(Dataset records)
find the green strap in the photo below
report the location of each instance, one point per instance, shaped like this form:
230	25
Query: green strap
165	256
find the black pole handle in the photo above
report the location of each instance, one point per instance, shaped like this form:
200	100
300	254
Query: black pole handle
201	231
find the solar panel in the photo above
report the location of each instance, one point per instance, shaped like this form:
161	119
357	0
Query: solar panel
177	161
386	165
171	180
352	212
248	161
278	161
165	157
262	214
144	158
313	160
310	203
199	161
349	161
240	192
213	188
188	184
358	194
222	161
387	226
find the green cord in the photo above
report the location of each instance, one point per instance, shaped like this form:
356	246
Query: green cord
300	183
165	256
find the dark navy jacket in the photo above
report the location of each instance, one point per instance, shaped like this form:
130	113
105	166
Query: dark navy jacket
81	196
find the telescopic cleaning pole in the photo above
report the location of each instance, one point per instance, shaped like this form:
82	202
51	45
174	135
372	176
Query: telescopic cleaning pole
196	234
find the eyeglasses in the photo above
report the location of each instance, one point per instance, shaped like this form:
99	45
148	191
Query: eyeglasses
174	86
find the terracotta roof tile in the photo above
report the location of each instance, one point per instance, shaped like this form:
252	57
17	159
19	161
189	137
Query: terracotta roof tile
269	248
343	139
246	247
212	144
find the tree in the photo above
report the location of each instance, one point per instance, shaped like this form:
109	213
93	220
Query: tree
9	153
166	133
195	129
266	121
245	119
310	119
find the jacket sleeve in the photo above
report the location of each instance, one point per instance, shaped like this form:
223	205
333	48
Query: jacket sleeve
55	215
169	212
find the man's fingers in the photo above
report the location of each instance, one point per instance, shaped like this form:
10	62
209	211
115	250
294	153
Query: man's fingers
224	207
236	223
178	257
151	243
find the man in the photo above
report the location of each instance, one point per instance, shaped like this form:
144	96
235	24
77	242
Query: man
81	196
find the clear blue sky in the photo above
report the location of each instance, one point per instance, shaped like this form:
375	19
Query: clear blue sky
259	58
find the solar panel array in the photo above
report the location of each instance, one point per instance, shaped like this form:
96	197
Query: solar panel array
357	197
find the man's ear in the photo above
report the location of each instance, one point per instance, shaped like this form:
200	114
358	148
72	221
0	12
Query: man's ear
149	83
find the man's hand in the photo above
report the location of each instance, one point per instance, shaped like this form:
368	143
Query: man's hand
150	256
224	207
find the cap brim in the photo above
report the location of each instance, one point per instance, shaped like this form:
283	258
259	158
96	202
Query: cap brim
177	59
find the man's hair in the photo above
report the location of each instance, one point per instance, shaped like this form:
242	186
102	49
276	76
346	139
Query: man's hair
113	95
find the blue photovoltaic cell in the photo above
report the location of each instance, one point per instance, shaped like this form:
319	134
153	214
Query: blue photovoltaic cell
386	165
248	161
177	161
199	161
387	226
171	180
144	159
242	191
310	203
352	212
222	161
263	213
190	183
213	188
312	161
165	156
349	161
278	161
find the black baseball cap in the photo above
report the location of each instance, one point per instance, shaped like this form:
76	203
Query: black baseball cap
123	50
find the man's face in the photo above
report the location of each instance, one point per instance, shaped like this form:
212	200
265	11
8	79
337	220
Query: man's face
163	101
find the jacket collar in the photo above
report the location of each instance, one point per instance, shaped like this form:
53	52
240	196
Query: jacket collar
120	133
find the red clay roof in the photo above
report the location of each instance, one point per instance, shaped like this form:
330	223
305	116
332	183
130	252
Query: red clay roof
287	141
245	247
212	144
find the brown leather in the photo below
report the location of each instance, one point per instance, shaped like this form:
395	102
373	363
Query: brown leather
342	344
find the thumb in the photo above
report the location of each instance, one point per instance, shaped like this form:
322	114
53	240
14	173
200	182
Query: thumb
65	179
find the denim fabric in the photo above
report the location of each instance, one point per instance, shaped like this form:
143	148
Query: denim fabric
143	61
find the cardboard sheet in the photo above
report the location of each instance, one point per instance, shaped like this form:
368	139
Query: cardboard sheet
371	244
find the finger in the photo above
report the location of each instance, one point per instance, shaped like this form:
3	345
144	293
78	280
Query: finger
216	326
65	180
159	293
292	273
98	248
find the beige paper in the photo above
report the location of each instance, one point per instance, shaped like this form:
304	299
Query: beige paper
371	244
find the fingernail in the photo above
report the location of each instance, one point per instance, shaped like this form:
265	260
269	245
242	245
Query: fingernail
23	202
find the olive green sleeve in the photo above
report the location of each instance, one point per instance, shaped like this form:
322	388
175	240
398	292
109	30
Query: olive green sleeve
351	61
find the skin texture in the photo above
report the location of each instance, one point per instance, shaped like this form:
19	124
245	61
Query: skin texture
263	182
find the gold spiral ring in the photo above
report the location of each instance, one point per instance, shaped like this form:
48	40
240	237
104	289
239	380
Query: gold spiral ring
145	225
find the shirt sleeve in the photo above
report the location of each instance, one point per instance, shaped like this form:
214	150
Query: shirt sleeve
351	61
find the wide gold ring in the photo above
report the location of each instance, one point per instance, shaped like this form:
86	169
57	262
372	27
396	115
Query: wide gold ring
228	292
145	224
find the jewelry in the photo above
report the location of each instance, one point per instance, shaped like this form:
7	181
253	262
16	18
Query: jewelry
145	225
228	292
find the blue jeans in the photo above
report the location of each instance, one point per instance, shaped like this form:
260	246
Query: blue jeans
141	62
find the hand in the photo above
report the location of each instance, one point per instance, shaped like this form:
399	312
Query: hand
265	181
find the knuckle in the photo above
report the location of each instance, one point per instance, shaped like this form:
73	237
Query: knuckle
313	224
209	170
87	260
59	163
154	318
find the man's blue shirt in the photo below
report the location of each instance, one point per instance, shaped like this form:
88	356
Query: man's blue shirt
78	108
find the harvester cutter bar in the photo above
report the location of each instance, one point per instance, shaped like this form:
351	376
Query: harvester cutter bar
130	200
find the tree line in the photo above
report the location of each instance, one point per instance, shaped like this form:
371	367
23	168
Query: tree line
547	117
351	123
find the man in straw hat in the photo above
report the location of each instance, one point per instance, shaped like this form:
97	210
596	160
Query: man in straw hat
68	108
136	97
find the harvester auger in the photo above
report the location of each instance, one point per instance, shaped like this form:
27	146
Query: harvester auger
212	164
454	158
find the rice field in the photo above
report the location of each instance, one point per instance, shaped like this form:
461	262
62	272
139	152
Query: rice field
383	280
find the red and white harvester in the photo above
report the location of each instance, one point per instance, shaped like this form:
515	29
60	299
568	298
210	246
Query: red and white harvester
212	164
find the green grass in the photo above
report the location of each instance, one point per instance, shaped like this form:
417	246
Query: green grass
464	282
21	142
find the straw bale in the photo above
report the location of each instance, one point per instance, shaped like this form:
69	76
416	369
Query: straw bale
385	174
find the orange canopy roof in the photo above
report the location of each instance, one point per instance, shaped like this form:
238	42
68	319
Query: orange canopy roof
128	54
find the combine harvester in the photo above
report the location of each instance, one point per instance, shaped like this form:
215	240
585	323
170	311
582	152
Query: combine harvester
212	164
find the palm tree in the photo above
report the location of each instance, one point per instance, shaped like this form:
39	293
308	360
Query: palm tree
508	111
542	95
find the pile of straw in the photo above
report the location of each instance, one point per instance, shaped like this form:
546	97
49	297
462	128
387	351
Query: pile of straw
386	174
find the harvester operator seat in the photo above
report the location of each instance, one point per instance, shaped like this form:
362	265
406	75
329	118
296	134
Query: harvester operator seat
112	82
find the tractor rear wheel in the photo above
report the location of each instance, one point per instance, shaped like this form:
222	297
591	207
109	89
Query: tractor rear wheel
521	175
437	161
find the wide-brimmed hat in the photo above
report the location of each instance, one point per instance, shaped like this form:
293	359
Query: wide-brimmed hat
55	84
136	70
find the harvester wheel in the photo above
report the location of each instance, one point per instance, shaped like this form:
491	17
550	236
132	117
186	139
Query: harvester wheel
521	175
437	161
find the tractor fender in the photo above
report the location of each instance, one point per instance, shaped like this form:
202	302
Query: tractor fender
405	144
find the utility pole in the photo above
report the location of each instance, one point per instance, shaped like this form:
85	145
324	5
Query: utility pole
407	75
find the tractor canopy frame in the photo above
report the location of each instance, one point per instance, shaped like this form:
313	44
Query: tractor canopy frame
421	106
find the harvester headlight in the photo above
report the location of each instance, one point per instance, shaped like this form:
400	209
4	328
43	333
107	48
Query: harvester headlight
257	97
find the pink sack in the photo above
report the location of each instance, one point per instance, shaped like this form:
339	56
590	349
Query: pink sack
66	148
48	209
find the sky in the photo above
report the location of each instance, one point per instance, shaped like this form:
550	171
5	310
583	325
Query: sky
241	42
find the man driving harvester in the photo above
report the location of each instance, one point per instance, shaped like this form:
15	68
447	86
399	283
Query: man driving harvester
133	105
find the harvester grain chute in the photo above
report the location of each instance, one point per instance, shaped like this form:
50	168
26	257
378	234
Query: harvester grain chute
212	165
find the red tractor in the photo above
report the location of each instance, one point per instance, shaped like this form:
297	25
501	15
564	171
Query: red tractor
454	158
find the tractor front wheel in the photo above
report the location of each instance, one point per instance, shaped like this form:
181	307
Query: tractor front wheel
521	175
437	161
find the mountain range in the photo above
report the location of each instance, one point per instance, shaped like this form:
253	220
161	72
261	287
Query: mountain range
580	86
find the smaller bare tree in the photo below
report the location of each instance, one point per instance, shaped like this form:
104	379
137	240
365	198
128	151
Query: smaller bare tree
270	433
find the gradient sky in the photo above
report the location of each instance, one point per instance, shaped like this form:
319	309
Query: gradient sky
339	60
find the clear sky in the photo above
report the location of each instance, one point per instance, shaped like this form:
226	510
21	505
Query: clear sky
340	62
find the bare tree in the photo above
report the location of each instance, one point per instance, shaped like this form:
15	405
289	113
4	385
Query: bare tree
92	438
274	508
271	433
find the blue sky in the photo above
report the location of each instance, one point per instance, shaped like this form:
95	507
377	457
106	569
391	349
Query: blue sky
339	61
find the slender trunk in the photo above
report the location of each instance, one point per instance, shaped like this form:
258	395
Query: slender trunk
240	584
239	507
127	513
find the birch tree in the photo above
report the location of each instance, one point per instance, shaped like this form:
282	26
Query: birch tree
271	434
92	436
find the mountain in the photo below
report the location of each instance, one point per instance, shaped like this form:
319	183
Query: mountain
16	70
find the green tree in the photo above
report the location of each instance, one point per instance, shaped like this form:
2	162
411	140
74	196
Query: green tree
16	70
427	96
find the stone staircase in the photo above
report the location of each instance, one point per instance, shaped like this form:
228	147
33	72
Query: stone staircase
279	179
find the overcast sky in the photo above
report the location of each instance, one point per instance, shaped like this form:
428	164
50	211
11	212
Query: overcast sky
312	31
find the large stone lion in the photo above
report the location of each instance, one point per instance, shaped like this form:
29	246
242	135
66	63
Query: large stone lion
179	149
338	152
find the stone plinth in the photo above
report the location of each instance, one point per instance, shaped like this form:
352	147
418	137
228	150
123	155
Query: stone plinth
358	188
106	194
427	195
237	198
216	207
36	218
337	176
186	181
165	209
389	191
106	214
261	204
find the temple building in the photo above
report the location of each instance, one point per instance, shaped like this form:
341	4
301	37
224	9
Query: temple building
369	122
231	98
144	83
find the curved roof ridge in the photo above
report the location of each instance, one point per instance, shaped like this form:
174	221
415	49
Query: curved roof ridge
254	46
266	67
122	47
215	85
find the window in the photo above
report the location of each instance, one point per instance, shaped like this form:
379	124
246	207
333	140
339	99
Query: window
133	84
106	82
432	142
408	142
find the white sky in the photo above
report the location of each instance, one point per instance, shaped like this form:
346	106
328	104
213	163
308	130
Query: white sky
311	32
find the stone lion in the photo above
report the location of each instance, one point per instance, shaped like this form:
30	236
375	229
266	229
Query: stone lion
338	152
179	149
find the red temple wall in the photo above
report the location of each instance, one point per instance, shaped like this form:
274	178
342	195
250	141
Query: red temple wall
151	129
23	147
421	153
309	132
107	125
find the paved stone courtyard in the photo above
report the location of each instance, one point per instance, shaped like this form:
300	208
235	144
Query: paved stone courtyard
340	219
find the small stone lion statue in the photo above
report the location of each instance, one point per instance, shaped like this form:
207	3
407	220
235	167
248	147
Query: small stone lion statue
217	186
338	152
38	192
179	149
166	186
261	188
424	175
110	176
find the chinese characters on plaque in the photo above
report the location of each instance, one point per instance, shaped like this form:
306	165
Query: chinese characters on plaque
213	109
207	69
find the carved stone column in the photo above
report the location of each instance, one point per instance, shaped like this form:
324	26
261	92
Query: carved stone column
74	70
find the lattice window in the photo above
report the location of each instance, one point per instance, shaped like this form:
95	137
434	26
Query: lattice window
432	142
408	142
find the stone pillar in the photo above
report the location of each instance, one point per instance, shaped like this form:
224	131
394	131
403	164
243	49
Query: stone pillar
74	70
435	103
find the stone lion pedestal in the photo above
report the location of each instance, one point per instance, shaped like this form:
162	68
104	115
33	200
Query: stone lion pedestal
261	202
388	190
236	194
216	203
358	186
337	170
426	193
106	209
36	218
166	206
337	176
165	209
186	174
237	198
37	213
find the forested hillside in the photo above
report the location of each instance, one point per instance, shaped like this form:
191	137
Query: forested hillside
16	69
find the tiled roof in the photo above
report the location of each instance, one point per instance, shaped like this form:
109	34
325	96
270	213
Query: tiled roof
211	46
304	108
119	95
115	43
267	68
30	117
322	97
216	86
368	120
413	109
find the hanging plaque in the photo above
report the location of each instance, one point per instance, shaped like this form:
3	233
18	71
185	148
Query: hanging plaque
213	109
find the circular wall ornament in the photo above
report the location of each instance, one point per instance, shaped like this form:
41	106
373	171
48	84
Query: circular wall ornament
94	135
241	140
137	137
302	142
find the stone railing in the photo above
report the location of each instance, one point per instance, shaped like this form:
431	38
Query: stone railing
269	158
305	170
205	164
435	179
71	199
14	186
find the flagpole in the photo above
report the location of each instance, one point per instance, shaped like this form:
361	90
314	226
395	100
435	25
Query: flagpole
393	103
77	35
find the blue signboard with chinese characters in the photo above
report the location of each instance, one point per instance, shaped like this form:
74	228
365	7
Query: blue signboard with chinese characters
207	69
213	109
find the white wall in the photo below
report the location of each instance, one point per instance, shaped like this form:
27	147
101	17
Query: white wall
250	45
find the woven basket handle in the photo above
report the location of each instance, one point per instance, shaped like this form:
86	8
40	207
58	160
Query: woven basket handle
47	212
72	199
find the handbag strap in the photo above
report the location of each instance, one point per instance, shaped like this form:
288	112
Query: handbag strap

▸ **Direction**: Could you quote, exactly as they appear, the line containing "find the stone railing in the photo above" and every line after it to the end of the records above?

▸ **Expected answer**:
find the stone railing in the photo above
report the location of each instance, one point per instance, shaped like this form:
431	38
Query: stone railing
269	158
305	170
205	164
435	179
71	199
14	186
find the flagpole in the photo above
report the location of each instance, one point per instance, shaped like this form:
361	90
314	226
395	100
435	25
Query: flagpole
393	103
77	35
find the blue signboard with chinese characters in the photo above
report the location of each instance, one point per instance, shaped like this form:
74	228
365	7
Query: blue signboard with chinese characters
207	69
213	109
find the white wall in the photo below
report the location of each instance, one point per instance, shaped like this form:
27	147
101	17
Query: white wall
250	45
find the woven basket handle in the photo above
report the location of each instance, one point per instance, shaped like this form:
86	8
40	207
58	160
Query: woven basket handle
47	212
72	199
find the handbag strap in the photo above
report the location of each instance, one point per instance, shaped like this form:
288	112
Query: handbag strap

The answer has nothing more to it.